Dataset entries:
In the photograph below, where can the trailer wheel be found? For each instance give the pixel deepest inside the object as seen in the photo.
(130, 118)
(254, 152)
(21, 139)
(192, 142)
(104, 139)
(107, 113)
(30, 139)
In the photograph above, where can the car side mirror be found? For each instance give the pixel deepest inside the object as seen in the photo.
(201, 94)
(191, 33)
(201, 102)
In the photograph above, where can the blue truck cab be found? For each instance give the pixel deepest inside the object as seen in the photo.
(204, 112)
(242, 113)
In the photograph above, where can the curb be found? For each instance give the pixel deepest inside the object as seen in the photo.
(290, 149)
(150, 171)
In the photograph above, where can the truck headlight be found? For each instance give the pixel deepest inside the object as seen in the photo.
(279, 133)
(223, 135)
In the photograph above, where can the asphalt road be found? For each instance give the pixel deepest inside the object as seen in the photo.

What you have to do
In full and without error, transcribe each of the entries.

Your response
In the photograph below, where can the trailer wheel be found? For each instance give the pixel deepest inside the object as seen in the photo.
(130, 118)
(254, 152)
(21, 139)
(192, 142)
(104, 139)
(107, 113)
(30, 139)
In the photograph above, where can the car side mirror be found? For each instance give the pixel deepest inside the object as seen in the photo.
(201, 94)
(191, 33)
(201, 102)
In the photograph above, where can the blue truck cab be found? For each instance give the pixel deepest inside the object as seen in the photo.
(204, 112)
(242, 113)
In the photograph above, where can the curb be found? For each instance give the pixel deepest inside the object as seen in the photo.
(290, 149)
(150, 171)
In the photograph above, where can the truck headlight be found? For each instance give the pixel deepest inside the object as seen in the photo.
(279, 133)
(223, 135)
In the photograph above, where can the asphalt road be found? For each instance give the pixel deepest inside the object as seen in the photo.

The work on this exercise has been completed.